- ACTIVITIES:
A – Answer these questions about the text on alirocumab and apheresis:
(i) How many patients received placebo?
(ii) What yearly drug cost in Austria did Drexel give?
(iii) How many patients were in the apheresis-procedure study that Tina Khan conducted?
B – Could you transcribe the text on alirocumab and apheresis from "Cardiologist and the" up to and including "over next year.", keeping every word and mark unchanged?

-- TEXT SEGMENT follows --

In the study, researchers randomized the patients to receive alirocumab or placebo by subcutaneous injection (150 mg, n=41) or placebo (n=21) every 2 weeks for 18 weeks while still continuing regular lipid medications.

They administered apheresis treatment over 2 study phases: for 6 weeks according to the patient's established schedule, then adjusted for weeks 7 to 18 based on individual needs.

"After 6 weeks we evaluated who would need the apheresis further during that time period, compared with the placebo group," Moriarty said during his presentation. "If alirocumab could lower LDL at least 30%, then we don't need to treat with apheresis.

"Over 63% of patients did not need treatment with apheresis, because their LDL reductions were more than 30% compared with apheresis without the drug. Over 90% of patients had a more than 50% reduction of apheresis therapy over this 18-week period," he said.

In all, 92.7% of patients in the alirocumab group avoided at least half of apheresis treatments, compared with 14.3% of the placebo group.

The drug was generally safe and well tolerated.

Results Coming From Austria

Cardiologist and the primary investigator of a PCSK9 trial in Austria, Dr Heinz Drexel (Academic Teaching Hospital Feldkirch, Austria), ESC spokesperson, told heartwire , "We have had statins now for 25 years and have reduced LDL cholesterol a lot, but there is lots of residual disease. Now PCSK9 is a very strong class, and it's the next step in bringing LDL cholesterol to its natural value."

In Austria the drug costs run about €5000 a year, he said, adding that his trial will be over next year.

In a study earlier this month, researchers concluded that drug costs for PCSK9 inhibitors, which also included evolocumab (Repatha, Amgen), would have to be reduced by more than two-thirds to be cost-effective in treating general HeFH and atherosclerotic disease. That study had the annual cost at $14,350 in the US but less in Europe.

But Moriarty, who works at the largest apheresis-treatment center in the US, said that's not the case for this patient population.

"In this case, with the population, it's converse. It's the opposite. It's very much cost-effective," he said.

More, Not Less

In another presentation on apheresis in the same session, researchers pointed out a need for using more apheresis rather than less[2].

Dr Tina Khan (Royal Brompton & Harefield NHS Foundation Trust, London, UK), conducted an apheresis-procedure study involving 20 patients with angina refractory to medical therapy and revascularization.

-- TEXT SEGMENT concluded --
-- DATA EXCERPT follows --

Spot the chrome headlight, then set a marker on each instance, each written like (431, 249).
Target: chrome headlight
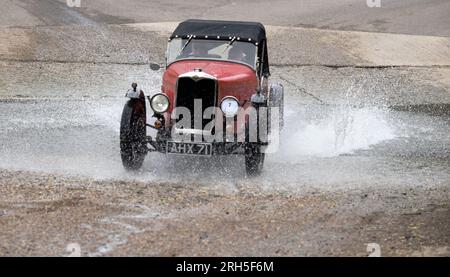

-- DATA EXCERPT concluded --

- ANSWERS FOR THIS EXERCISE:
A –
(i) 21
(ii) About €5000 a year
(iii) 20

B –
Cardiologist and the primary investigator of a PCSK9 trial in Austria, Dr Heinz Drexel (Academic Teaching Hospital Feldkirch, Austria), ESC spokesperson, told heartwire , "We have had statins now for 25 years and have reduced LDL cholesterol a lot, but there is lots of residual disease. Now PCSK9 is a very strong class, and it's the next step in bringing LDL cholesterol to its natural value."

In Austria the drug costs run about €5000 a year, he said, adding that his trial will be over next year.